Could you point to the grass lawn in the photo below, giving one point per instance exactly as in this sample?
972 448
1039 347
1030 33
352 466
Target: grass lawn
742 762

--

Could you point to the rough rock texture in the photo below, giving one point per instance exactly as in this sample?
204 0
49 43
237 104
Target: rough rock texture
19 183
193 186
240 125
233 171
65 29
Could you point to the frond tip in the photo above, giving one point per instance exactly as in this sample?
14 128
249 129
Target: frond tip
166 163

TASK TO CARRY OUT:
Find each line in the material above that contains the word "photo" and copy those lines out.

RESULT FOR THIS TASK:
Could you point to the grass lawn in the photo below, giving one point per instance exactly as in this sample?
Could you point to the rough rock texture in the photo below, giving one point per instance exactly as in this sample?
Could you point to the frond tip in the photo above, giving one point per instance exactly as in this sample?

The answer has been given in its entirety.